◆ **Selected extract**
────────────────────
We walked on and circled the island. The river was dark and a bateau mouche went by, all bright with lights, going fast amid quiet up and out of sight under the bridge. Down the river was Notre Dame squatting against the night sky. We crossed to the left bank of the Seine by the wooden foot-bridge from the Quai de Bethune, and stopped on the bridge and looked down the river at Notre Dame. Standing on the bridge the island looked dark, the houses were high against the sky, and the trees were shadows.
"It's pretty grand," Bill said. "God, I love to get back."
-Ernest Hemingway, The Sun Also Rises
Traveling is a funny thing. Those who do a lot of it know how addictive and essential it is, and how equally it pulls you with such force away from your mundane, everyday existence but then thrusts you back with sling-like vigor at the end. You always feel like you must “get away” from home when you venture out on some trip, but by the end it is “home” that beckons you, normalcy that grabs you, and a humdrum schedule that enlivens you with its familiar scent of mom’s cookies and newly washed sheets.
It is clichéd and yet obligatory to now quote T.S. Eliot, who wrote in Four Quartets:
We shall not cease from exploration And the end of all our exploring Will be to arrive where we started And know the place for the first time. Through the unknown, unremembered gate When the last of earth left to discover Is that which was the beginning.
I hardly had any time to process or “arrive” at any sort of cognitive illumination over the last few days. I was too busy stressing out about flight delays, cancellations, jetlag, lack of food and spending an unexpected night in a Comfort Inn outside our nation’s capital. But as I finally sat on my five-hour flight from D.C. to L.A. this morning, I had some serious time to contemplate.
────────────────────
◆ **Dataset records**
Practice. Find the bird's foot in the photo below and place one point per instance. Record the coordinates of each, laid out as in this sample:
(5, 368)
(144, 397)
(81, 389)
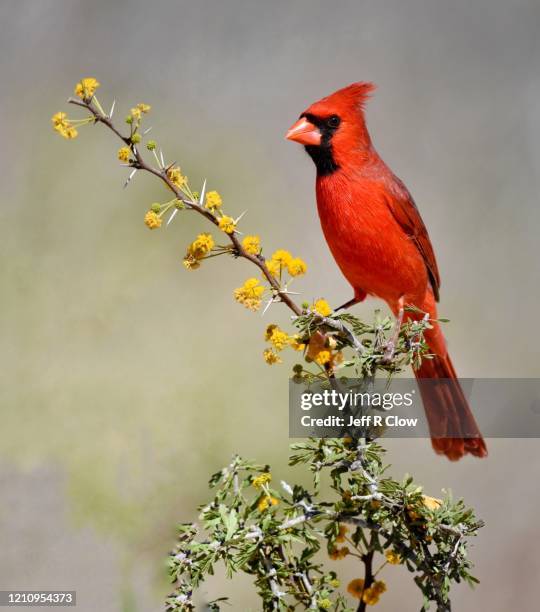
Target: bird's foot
(390, 346)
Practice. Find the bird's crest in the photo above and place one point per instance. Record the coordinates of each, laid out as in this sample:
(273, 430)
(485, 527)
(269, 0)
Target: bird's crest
(351, 98)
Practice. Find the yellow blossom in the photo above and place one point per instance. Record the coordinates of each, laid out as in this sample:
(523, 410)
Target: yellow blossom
(392, 557)
(274, 267)
(213, 200)
(323, 357)
(340, 538)
(63, 126)
(201, 246)
(296, 267)
(282, 257)
(277, 337)
(250, 294)
(356, 588)
(370, 596)
(252, 245)
(261, 480)
(266, 502)
(271, 357)
(431, 503)
(191, 263)
(336, 554)
(123, 154)
(296, 343)
(86, 87)
(152, 220)
(227, 224)
(322, 307)
(174, 174)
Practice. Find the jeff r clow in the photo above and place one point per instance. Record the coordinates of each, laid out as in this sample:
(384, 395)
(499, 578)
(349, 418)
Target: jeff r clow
(366, 420)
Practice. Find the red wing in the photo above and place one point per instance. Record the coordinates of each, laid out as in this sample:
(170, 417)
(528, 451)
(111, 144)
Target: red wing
(406, 214)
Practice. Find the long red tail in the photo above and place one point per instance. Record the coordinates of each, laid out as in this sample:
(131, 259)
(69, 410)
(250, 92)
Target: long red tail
(453, 430)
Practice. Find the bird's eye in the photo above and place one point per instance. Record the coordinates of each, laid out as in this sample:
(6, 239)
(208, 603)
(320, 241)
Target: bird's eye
(333, 121)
────────────────────
◆ **What this task involves**
According to the essay on traveling, how long was the flight from D.C. to L.A.? You can answer without the records.

◆ **Response area**
Five hours.